**Exercise goal**
Find each line below that contains the word "tree" and copy those lines.

**Raw records**

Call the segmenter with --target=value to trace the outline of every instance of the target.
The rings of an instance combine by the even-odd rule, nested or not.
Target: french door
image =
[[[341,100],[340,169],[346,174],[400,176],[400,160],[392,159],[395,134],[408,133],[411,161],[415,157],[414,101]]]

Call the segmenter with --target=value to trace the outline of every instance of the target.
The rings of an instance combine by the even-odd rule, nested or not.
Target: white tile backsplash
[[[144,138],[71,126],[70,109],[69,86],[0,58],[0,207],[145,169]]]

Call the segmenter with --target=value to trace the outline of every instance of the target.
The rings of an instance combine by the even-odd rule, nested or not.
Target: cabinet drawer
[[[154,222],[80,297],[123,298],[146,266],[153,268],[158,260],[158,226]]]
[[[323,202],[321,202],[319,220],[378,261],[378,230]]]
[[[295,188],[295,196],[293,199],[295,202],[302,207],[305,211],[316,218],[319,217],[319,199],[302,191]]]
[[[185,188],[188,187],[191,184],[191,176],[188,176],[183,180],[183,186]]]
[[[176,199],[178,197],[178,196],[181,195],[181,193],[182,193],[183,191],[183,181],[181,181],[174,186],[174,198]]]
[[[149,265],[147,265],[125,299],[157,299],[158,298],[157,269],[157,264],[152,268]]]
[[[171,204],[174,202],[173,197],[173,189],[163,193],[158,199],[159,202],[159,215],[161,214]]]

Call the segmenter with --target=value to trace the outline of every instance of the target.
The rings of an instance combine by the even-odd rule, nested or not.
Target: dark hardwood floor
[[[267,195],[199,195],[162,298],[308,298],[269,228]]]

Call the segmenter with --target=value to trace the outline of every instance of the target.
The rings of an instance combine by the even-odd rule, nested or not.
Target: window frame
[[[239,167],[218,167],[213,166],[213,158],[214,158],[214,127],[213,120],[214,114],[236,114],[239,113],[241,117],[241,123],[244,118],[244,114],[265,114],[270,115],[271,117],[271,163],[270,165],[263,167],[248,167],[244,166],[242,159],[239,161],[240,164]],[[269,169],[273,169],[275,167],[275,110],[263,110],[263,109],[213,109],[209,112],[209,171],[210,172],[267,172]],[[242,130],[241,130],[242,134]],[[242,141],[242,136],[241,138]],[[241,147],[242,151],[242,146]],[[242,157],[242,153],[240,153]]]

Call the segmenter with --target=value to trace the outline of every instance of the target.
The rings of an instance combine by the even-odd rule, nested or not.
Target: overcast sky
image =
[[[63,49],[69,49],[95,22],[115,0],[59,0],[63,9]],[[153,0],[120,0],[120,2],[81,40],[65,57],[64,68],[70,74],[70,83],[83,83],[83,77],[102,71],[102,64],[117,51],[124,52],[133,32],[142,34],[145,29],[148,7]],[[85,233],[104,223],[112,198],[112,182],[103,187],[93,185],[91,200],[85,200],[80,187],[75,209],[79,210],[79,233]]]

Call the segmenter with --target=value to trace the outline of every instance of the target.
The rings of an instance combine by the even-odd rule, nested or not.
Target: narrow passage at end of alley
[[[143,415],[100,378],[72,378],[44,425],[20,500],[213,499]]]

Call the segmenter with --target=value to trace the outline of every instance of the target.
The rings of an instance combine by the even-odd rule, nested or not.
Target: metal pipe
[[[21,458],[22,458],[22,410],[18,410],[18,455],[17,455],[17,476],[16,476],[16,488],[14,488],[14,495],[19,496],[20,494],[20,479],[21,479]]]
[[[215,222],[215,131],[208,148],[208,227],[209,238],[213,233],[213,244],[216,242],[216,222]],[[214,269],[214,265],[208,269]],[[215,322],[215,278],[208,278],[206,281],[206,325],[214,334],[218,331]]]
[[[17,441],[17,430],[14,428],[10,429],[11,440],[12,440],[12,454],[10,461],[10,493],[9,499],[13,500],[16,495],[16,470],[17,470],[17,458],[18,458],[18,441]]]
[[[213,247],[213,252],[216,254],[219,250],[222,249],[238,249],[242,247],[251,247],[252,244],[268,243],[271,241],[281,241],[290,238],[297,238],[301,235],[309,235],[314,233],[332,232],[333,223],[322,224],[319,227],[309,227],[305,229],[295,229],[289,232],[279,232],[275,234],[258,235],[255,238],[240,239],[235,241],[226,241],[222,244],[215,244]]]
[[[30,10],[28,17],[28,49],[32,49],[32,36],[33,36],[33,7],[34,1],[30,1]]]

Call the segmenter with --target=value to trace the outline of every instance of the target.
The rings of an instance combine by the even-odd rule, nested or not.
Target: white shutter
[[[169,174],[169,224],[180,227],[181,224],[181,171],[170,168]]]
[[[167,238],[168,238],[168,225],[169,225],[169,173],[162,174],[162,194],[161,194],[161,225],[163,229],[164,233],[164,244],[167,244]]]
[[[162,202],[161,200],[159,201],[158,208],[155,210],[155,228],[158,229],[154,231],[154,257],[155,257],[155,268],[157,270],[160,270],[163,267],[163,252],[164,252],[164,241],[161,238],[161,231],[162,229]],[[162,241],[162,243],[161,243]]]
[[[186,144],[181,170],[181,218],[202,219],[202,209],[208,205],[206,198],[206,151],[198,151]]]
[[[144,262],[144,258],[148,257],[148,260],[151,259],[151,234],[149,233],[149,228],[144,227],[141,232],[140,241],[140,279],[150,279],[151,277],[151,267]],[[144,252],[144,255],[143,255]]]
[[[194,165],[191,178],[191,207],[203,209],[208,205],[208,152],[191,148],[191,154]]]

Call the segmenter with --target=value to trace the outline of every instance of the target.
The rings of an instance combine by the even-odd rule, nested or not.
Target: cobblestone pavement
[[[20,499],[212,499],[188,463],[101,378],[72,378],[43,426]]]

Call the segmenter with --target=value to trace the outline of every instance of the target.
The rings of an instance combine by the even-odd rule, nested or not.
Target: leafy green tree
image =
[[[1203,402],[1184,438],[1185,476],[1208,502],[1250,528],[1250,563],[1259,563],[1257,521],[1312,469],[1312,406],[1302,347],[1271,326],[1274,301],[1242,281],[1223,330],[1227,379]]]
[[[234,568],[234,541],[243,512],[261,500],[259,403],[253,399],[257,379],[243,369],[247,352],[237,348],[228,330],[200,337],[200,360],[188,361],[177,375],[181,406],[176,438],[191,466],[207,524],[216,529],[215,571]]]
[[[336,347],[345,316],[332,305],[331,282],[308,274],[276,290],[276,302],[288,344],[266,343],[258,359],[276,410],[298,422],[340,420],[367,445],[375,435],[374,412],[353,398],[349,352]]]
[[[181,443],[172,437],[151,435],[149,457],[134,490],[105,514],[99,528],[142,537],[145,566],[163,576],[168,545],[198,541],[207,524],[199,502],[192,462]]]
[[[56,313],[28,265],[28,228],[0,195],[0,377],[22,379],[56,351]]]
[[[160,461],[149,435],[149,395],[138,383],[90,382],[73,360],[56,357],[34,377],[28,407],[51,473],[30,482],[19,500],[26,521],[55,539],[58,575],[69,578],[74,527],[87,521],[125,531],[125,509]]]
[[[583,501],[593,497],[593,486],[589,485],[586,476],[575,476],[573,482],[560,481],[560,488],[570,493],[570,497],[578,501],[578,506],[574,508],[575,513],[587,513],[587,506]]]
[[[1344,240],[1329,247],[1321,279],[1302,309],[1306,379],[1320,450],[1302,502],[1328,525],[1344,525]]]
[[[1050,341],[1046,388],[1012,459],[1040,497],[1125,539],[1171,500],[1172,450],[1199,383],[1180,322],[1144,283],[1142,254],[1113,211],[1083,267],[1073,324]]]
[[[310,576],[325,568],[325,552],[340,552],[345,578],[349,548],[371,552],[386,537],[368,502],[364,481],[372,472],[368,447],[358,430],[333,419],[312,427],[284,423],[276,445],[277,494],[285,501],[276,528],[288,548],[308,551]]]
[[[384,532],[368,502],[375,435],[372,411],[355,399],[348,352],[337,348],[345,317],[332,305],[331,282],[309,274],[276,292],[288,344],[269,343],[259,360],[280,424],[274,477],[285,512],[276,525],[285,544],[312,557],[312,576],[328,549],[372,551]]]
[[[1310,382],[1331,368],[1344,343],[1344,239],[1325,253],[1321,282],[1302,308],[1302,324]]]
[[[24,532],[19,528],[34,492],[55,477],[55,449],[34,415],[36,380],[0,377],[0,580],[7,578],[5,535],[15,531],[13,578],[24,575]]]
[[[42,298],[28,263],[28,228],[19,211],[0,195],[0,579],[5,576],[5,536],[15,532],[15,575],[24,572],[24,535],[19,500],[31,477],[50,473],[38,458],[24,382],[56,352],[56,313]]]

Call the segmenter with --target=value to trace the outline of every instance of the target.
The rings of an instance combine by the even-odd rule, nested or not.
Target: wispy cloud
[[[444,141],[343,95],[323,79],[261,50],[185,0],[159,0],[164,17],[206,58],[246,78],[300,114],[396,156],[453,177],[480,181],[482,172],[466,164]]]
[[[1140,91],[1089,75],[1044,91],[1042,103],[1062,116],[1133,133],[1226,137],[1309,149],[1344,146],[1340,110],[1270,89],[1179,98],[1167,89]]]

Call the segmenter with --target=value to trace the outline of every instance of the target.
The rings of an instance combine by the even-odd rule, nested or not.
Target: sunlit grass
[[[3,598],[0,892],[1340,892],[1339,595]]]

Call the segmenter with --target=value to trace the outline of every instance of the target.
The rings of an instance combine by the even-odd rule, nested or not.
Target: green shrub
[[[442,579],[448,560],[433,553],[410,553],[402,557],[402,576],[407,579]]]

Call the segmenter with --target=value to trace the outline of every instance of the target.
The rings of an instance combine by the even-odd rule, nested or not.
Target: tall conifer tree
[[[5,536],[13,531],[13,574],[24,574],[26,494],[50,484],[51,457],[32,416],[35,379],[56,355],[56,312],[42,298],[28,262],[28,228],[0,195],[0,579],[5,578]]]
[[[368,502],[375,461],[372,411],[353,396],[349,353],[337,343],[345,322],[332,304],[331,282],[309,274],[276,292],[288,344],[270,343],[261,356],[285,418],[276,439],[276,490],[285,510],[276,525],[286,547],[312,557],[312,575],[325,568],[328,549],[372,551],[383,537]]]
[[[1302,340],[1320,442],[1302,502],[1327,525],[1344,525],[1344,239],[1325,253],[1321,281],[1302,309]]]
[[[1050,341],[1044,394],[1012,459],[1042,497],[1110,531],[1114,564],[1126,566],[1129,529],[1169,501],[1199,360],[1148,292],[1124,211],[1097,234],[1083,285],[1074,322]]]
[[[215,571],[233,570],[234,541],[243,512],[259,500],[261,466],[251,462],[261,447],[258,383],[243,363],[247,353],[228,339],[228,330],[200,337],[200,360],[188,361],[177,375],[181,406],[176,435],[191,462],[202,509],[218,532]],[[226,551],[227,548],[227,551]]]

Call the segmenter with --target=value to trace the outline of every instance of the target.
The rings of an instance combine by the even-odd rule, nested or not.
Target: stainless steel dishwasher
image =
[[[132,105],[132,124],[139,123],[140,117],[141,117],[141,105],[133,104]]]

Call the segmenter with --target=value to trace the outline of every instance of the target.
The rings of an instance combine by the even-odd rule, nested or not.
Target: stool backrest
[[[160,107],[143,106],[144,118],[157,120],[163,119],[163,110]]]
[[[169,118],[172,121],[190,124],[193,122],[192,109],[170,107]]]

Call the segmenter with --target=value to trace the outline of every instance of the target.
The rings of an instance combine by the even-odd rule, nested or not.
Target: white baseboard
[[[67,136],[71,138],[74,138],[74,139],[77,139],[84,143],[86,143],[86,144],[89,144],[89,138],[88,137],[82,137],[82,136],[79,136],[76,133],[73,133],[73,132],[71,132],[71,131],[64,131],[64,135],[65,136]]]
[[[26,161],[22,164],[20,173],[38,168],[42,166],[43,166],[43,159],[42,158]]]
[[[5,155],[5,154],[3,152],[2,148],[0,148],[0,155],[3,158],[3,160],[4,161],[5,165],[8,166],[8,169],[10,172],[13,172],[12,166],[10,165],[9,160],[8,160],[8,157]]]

**Exercise answer**
Target: leafy green tree
Target: tall conifer tree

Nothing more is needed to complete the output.